DOCUMENT PASSAGE
= = =
Cypher AFM Routinely Achieves Point Defect Atomic Resolution in Liquids

Asylum Research, the technology leader in scanning probe and atomic force microscopy (SPM/AFM) announced today that its revolutionary Cypher AFM is routinely achieving resolution of atomic-scale point defects in liquid.

While scanning tunneling microscopes have routinely demonstrated point defect resolution since their invention, this gold standard of true atomic resolution has been more elusive in AFM. Many commercial AFMs can routinely image atomic lattices in ambient and liquid conditions, but the lack of point defects has led most researchers to conclude that the contact areas are typically several atoms across.

Successive AC mode topography images of the cleavage plane of a calcite crystal in water. The repeated point defects demonstrate the true atomic resolution capabilities of the Cypher AFM. Arrows indicate scan direction. Scan size 20nm; Z scale 3.2Å; Cantilever Amplitude 4Å; Cantilever Frequency 454 kHz.

More recently, instrumental improvements have brought true atomic resolution to ultra-high vacuum (UHV) AFM. Achieving true-atomic resolution under ambient conditions at the liquid-solid interface brings this resolution to an environment highly relevant for much practical research. The Cypher AFM's industry best signal-to-noise and support for ultra-small probes have enabled this breakthrough in atomic scale imaging.
= = =
INFORMATION SHOWN
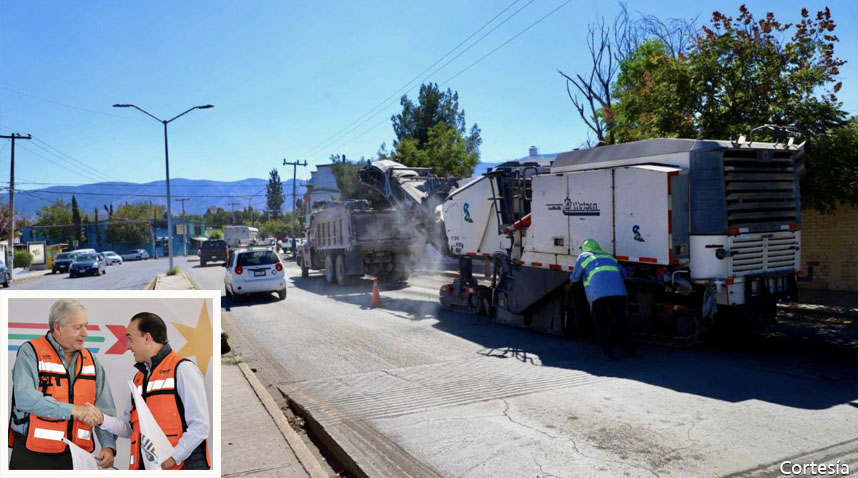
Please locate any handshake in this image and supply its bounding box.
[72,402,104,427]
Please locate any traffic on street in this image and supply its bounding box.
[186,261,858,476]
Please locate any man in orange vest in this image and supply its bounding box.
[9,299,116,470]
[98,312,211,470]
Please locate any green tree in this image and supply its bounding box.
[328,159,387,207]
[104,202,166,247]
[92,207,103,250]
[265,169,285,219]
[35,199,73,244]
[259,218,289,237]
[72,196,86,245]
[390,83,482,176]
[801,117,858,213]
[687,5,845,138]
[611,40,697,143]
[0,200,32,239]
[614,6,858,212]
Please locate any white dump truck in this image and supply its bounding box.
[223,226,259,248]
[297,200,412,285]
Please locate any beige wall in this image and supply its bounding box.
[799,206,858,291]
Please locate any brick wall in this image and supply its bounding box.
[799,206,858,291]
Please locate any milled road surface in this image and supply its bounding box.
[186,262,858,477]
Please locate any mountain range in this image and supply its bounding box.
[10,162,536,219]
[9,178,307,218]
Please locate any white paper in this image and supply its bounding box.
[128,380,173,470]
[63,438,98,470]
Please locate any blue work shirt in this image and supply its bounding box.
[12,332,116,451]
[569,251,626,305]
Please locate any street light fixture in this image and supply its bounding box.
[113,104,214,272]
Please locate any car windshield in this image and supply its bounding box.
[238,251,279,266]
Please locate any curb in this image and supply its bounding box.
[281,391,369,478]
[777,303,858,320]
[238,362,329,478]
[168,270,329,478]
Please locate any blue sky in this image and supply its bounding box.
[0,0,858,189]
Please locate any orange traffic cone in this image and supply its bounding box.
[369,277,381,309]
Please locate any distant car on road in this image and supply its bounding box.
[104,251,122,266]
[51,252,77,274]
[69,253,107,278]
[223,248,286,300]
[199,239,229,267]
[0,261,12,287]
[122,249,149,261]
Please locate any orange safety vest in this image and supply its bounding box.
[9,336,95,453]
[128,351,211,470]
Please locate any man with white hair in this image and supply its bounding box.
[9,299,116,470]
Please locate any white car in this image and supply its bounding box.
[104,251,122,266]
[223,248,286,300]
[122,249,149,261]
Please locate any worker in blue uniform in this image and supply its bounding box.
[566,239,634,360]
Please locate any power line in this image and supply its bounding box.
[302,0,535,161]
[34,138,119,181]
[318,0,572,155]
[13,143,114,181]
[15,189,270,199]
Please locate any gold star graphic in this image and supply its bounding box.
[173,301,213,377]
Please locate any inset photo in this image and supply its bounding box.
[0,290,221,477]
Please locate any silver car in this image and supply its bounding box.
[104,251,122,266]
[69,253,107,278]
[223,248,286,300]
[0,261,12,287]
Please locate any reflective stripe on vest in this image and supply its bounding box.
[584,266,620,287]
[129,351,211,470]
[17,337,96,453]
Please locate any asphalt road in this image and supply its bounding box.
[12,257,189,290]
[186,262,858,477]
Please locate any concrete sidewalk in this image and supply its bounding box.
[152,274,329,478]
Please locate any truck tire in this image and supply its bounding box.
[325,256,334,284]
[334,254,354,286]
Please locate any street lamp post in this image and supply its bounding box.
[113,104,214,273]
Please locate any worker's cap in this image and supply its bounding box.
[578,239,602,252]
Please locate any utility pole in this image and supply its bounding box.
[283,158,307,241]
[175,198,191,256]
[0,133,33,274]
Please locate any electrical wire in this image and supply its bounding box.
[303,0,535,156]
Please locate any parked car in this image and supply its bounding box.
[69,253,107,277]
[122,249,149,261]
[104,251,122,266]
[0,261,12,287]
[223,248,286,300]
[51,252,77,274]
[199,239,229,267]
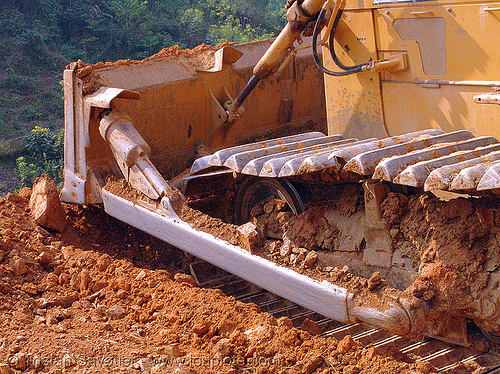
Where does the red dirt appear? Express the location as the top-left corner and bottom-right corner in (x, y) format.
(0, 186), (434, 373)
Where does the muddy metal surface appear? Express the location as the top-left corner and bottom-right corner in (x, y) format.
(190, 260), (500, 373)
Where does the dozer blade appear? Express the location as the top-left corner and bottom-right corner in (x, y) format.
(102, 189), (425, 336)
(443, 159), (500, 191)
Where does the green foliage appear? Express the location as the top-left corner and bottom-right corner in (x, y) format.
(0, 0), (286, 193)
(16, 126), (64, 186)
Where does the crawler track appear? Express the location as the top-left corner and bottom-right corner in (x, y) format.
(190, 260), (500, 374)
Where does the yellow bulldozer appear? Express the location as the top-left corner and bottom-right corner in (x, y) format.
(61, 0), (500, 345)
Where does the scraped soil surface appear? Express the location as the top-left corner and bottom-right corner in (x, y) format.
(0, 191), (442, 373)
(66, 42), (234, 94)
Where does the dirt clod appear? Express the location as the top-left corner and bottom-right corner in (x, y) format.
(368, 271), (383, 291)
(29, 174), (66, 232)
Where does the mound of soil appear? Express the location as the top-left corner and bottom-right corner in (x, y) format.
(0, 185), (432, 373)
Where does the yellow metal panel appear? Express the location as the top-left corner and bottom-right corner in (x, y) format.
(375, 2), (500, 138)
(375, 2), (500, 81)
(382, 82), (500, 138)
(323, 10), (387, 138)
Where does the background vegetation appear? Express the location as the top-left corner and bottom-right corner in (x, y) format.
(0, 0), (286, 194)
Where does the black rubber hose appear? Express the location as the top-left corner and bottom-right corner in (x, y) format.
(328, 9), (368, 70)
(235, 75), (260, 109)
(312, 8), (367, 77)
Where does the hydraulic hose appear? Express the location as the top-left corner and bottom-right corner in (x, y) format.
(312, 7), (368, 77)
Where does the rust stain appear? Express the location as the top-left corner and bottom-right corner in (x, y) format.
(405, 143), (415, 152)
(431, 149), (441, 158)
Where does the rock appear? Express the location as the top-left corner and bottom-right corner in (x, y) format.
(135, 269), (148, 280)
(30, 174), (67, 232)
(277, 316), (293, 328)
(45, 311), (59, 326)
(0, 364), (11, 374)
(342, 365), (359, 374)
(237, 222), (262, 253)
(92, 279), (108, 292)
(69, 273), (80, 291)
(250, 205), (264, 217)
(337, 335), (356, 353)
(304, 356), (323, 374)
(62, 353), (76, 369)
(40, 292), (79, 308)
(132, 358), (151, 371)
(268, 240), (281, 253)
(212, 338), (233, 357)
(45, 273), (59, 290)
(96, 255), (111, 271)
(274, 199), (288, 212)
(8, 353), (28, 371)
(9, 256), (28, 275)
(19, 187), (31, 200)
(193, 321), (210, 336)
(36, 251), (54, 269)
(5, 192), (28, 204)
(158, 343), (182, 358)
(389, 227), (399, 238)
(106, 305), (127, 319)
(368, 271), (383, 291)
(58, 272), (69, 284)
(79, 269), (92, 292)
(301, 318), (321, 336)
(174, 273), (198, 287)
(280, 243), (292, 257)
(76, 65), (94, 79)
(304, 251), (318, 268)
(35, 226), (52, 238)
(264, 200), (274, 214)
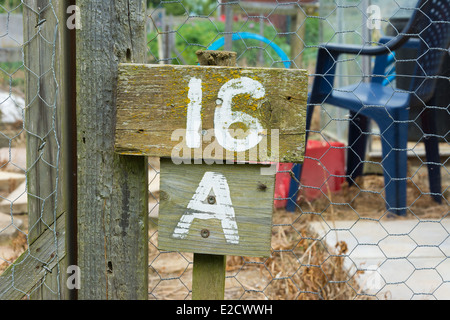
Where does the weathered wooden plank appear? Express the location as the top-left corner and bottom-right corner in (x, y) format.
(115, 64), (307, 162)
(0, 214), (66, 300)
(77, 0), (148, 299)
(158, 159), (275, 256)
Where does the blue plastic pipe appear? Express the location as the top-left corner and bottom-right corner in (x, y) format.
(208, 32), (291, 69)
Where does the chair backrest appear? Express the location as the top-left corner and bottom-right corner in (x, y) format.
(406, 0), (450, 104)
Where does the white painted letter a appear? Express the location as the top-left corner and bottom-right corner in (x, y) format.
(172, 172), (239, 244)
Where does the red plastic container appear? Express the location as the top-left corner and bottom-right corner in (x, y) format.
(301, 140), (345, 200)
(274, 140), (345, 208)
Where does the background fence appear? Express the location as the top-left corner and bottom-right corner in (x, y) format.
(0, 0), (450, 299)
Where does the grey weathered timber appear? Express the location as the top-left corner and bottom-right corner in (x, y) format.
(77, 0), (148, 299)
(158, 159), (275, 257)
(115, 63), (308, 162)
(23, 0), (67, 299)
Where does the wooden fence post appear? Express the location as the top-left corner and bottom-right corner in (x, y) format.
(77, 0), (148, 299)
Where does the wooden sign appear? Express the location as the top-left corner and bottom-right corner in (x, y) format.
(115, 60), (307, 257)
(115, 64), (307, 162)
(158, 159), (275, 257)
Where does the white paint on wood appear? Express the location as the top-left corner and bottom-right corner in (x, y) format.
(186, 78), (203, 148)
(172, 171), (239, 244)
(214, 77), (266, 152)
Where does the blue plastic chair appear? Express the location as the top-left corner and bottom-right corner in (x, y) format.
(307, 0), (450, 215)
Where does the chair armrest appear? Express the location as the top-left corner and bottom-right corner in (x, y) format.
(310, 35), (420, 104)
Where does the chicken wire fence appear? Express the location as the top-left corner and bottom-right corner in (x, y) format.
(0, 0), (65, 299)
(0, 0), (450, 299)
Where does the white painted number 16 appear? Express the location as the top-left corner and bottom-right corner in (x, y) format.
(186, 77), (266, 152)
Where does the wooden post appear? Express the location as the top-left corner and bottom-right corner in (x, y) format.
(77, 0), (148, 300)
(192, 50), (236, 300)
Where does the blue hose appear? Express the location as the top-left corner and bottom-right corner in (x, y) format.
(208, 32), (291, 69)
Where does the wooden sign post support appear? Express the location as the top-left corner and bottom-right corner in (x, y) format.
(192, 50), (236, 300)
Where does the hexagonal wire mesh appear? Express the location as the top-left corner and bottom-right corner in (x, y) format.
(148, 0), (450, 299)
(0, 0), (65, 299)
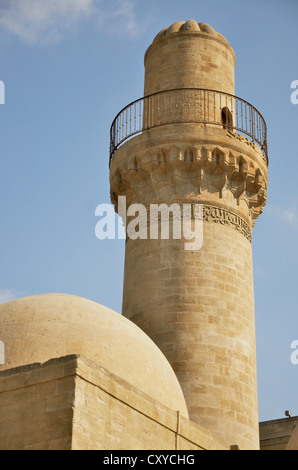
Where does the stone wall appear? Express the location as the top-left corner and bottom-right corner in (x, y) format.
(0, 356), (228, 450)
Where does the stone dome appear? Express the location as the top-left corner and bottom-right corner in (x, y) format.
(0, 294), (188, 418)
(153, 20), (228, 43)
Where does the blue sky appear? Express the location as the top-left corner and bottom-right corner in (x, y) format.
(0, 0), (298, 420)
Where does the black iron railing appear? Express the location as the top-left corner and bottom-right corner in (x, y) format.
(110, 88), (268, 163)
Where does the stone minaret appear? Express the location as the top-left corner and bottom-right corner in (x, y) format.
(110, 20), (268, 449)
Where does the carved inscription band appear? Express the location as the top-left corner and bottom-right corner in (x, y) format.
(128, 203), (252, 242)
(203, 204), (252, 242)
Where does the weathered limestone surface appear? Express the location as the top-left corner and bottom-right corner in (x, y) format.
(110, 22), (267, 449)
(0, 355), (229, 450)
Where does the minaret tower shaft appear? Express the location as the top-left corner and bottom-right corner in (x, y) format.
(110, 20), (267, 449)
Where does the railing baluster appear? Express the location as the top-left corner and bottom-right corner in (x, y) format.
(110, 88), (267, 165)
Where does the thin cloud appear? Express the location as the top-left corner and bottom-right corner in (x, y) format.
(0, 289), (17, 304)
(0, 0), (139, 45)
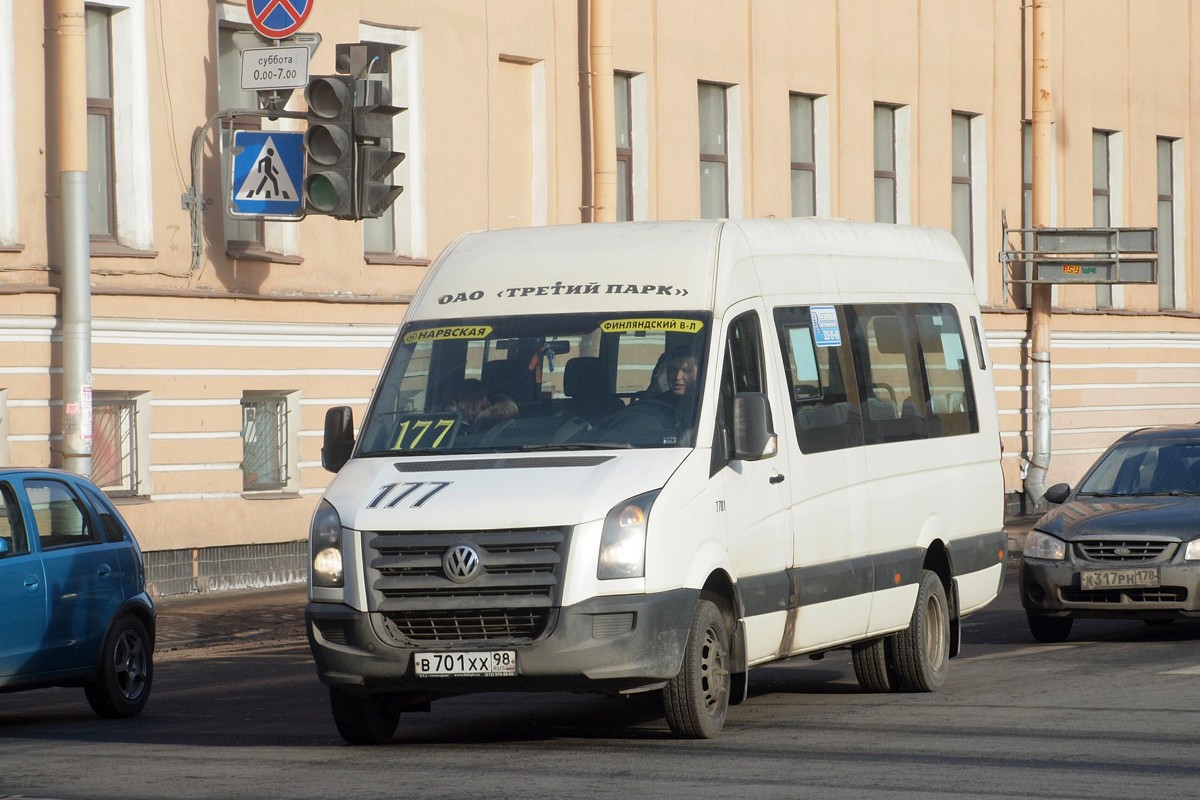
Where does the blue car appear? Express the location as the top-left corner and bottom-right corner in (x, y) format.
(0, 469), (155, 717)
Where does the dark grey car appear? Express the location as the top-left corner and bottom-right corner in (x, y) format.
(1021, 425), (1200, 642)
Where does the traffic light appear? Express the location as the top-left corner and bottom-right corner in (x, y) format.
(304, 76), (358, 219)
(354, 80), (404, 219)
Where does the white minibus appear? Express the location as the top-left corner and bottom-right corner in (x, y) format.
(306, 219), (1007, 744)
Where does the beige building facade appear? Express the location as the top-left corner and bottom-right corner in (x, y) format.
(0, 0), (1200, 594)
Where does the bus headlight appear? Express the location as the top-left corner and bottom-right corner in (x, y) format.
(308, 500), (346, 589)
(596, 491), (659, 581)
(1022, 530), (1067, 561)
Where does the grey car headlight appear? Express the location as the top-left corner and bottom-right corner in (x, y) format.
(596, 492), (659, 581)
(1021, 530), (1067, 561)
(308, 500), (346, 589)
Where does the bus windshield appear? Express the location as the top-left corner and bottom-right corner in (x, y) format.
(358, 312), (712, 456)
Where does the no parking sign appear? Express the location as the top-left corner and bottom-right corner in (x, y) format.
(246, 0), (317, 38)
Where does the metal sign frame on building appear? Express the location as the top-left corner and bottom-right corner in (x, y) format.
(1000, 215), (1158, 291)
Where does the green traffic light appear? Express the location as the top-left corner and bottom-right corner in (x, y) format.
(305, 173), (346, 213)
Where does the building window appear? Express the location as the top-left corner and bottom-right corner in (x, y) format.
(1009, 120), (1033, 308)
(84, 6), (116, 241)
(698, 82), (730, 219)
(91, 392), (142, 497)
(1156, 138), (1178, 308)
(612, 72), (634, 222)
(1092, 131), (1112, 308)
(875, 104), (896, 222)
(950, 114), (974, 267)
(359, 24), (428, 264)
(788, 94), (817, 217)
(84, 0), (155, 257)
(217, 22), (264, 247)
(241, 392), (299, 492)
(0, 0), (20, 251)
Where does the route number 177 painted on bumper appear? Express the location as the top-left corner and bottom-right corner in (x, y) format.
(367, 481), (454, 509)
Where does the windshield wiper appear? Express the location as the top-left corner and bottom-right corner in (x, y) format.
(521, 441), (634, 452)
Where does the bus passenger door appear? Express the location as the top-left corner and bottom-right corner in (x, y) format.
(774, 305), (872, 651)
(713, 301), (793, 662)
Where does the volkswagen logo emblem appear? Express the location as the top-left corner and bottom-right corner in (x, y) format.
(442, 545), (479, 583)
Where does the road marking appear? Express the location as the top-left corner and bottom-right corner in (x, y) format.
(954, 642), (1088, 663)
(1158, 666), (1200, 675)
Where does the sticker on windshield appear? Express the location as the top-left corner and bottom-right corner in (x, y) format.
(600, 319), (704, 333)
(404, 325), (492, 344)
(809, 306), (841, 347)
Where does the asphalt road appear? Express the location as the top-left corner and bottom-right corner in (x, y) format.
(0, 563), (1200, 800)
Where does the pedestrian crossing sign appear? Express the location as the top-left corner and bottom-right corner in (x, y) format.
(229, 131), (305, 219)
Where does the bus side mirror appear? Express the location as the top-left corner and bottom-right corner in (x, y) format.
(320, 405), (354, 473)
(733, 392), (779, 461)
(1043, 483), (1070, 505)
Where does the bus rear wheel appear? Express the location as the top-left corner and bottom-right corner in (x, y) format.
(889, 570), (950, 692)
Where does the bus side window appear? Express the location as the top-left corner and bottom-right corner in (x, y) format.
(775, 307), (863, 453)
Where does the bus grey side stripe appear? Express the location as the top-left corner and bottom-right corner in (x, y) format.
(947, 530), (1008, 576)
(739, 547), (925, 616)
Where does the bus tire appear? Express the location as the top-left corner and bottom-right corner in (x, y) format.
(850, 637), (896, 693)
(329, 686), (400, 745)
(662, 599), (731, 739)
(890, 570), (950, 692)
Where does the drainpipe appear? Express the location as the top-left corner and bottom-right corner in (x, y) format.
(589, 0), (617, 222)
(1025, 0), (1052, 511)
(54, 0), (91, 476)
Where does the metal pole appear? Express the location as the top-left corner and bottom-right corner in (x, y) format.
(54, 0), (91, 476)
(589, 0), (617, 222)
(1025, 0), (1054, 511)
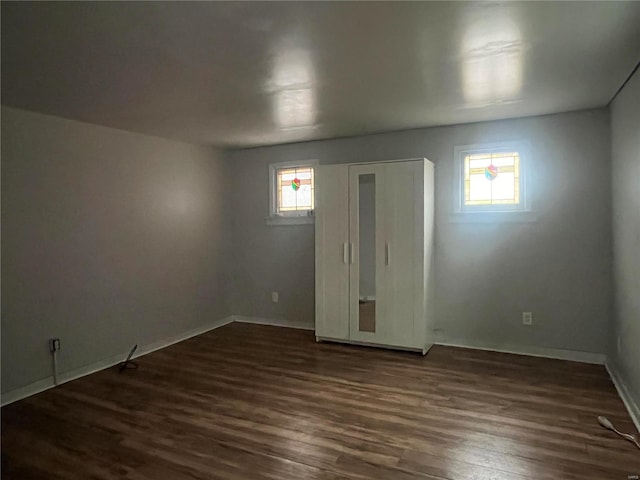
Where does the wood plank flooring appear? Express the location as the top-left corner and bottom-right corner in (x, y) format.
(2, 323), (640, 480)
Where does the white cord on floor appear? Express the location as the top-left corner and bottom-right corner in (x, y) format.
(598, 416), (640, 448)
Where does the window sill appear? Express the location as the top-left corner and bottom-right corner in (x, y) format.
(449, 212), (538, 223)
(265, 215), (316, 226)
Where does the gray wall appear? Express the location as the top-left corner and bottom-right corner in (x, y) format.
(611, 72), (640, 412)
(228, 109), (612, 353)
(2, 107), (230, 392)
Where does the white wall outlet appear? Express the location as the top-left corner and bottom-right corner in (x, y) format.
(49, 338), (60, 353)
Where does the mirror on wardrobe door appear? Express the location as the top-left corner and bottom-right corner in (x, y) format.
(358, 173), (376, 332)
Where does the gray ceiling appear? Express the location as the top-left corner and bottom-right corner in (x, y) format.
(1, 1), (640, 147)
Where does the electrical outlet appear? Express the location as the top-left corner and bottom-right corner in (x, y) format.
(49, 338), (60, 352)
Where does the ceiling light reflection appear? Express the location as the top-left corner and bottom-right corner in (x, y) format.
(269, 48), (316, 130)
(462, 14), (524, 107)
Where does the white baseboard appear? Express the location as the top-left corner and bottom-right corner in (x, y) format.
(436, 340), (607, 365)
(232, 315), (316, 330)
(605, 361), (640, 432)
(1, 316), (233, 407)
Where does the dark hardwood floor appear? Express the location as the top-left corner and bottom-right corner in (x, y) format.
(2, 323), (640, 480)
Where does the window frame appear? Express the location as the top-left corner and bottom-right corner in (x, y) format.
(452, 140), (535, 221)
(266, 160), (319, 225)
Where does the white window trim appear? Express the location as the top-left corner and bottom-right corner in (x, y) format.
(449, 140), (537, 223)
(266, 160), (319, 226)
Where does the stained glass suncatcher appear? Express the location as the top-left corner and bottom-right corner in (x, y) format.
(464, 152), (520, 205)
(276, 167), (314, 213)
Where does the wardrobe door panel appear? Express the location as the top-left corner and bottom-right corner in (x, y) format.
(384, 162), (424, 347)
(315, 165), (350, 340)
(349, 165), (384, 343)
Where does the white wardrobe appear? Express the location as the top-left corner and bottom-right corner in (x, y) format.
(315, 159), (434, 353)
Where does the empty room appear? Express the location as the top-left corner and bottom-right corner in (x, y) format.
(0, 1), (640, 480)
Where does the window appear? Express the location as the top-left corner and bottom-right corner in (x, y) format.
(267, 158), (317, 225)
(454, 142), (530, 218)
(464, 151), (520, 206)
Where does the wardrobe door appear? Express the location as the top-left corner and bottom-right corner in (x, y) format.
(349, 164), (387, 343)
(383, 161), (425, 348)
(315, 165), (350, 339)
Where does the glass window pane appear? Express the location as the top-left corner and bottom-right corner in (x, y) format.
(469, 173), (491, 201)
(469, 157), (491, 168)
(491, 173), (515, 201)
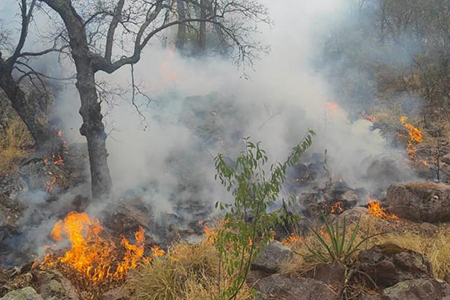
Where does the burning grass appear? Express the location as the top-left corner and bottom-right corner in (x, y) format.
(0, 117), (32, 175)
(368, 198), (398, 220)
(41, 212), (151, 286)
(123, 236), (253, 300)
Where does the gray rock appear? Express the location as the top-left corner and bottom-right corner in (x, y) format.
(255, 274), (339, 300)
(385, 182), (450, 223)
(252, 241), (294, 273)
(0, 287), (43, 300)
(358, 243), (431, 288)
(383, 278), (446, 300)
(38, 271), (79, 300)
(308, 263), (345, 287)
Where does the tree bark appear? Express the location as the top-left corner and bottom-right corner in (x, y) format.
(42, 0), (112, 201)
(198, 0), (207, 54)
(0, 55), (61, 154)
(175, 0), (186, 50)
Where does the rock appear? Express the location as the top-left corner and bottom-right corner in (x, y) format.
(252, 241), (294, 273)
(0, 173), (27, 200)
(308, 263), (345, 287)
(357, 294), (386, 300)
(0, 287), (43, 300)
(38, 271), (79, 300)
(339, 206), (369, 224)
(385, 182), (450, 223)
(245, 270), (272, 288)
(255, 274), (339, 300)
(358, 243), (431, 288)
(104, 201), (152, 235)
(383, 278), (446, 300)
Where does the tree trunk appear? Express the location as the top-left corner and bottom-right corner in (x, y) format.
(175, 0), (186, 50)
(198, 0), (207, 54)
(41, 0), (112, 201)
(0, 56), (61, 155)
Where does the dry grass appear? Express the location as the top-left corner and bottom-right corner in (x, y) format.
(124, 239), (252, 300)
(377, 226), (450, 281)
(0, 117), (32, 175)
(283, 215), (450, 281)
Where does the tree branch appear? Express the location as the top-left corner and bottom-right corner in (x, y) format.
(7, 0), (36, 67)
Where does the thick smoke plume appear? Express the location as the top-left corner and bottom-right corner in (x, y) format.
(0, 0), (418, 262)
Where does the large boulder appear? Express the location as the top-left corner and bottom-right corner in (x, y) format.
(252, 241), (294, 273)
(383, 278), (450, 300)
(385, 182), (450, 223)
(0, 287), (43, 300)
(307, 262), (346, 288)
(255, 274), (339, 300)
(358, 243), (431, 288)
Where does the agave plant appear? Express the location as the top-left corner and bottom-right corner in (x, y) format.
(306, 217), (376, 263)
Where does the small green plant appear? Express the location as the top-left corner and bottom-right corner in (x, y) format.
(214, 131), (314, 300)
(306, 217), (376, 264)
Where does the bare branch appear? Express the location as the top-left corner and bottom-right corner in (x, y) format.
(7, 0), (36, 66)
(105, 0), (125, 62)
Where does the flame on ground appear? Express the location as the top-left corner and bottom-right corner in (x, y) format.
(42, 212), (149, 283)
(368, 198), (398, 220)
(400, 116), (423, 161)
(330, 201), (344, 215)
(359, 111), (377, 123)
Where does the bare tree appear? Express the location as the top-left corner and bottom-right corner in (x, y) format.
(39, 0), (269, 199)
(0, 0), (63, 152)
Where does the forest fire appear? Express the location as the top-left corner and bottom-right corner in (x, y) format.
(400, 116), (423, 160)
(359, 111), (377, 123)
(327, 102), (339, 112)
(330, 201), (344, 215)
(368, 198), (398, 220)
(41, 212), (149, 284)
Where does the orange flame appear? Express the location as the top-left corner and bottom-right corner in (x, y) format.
= = =
EXERCISE INSTRUCTIONS
1/ In the Cypher AFM article, rewrite the passage starting at "While scanning tunneling" and ending at "several atoms across.", swapping "researchers" for "scientists".
2/ From the records, return the lines starting at the line that contains "Where does the scraped" and ending at the line that contains "(0, 185), (432, 373)", unchanged.

ANSWERS BELOW
1/
While scanning tunneling microscopes have routinely demonstrated point defect resolution since their invention, this gold standard of true atomic resolution has been more elusive in AFM. Many commercial AFMs can routinely image atomic lattices in ambient and liquid conditions, but the lack of point defects has led most scientists to conclude that the contact areas are typically several atoms across.

2/
Where does the scraped soil surface appear? Express the location as the top-left corner and bottom-right corner in (x, y) format.
(0, 191), (442, 373)
(66, 42), (234, 94)
Where does the dirt clod appear? Express the location as the top-left corner and bottom-right corner in (x, y) format.
(368, 271), (383, 291)
(29, 174), (66, 232)
Where does the mound of soil appear? Express the location as the top-left corner and bottom-right corner in (x, y) format.
(0, 185), (432, 373)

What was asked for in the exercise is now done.